Action item
Rewrite the material below as a two-column CSV with the header input,output. Give one row for each answer, with the text leading up to it under input and the answer under output, each in one quoted field with line breaks turned into spaces.

[Start of section]

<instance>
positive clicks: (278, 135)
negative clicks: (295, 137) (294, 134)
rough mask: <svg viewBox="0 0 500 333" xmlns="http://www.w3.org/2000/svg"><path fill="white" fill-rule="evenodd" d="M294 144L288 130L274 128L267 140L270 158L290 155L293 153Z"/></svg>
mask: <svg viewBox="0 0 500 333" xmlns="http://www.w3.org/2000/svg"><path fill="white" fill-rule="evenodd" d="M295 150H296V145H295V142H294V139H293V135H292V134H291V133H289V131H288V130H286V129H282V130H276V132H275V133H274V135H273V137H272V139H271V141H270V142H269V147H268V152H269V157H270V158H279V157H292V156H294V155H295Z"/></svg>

[End of section]

Output below
input,output
"<instance> positive clicks: (278, 135) negative clicks: (295, 137) (294, 134) rough mask: <svg viewBox=""0 0 500 333"" xmlns=""http://www.w3.org/2000/svg""><path fill=""white"" fill-rule=""evenodd"" d=""M294 144L288 130L274 128L267 140L270 158L290 155L293 153Z""/></svg>","mask: <svg viewBox=""0 0 500 333"" xmlns=""http://www.w3.org/2000/svg""><path fill=""white"" fill-rule=""evenodd"" d=""M295 150H296V145H295V142H294V139H293V135H292V134H291V133H289V131H288V130H286V129H282V130H276V132H275V133H274V135H273V137H272V139H271V141H270V142H269V147H268V152H269V157H270V158H279V157H292V156H294V155H295Z""/></svg>"